▶ **TUGAS**:
Ulangi kata demi kata bagian cuplikan halaman tentang kesalahan data wakaf, mulai dari "Sebagai pihak yang" sampai dengan "kesalahan atau penyimpangan.".

Siapa Bertanggung Jawab Meluruskan Kesalahan Data Wakaf?

Bagikan Keteman :


Dalam sejarah wakaf di banyak desa, sering ditemukan adanya kekeliruan dalam pencatatan, terutama terkait nama pewakif. Tidak jarang nama kepala desa tercatat sebagai pewakif, padahal tanah tersebut berasal dari warga biasa yang menyerahkan tanahnya dengan ikhlas untuk kepentingan umat. Kesalahan ini, bila tidak segera diluruskan, berpotensi menimbulkan sengketa, mengaburkan niat pewakif asli, dan merusak amanah wakaf itu sendiri.

Pertanyaannya, siapa yang bertanggung jawab untuk meluruskan kesalahan ini?

1. Nadzir: Penjaga Amanah Wakaf

Sebagai pihak yang menerima dan mengelola wakaf, nadzir memegang tanggung jawab terbesar.
Dalam syariat Islam dan Undang-Undang Nomor 41 Tahun 2004 tentang Wakaf, nadzir berkewajiban:

  • Mengelola dan mengembangkan harta wakaf sesuai dengan tujuan, fungsi, dan peruntukannya,
  • Menjaga kebenaran data dan asal usul wakaf,
  • Melaporkan kepada pihak berwenang jika terjadi kesalahan atau penyimpangan.

Jika nadzir mengetahui adanya kesalahan dalam pencatatan pewakif tetapi diam atau bahkan menutupi fakta, maka nadzir telah melakukan pelanggaran amanah, yang berdampak pada:

  • Hilangnya hak pewakif asli,
  • Rusaknya kepercayaan masyarakat,
  • Potensi dosa khianat terhadap amanah wakaf.

Karena itu, nadzir wajib mengambil inisiatif untuk:

  • Menelusuri kebenaran sejarah wakaf,
  • Mengumpulkan bukti atau saksi,
  • Mengusulkan perbaikan data ke instansi resmi.

▶ **MATERI**:
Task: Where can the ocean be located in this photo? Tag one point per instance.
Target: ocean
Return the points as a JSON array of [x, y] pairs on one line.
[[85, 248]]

▶ **KELUARAN YANG DIHARAPKAN**:
Sebagai pihak yang menerima dan mengelola wakaf, nadzir memegang tanggung jawab terbesar.
Dalam syariat Islam dan Undang-Undang Nomor 41 Tahun 2004 tentang Wakaf, nadzir berkewajiban:

  • Mengelola dan mengembangkan harta wakaf sesuai dengan tujuan, fungsi, dan peruntukannya,
  • Menjaga kebenaran data dan asal usul wakaf,
  • Melaporkan kepada pihak berwenang jika terjadi kesalahan atau penyimpangan.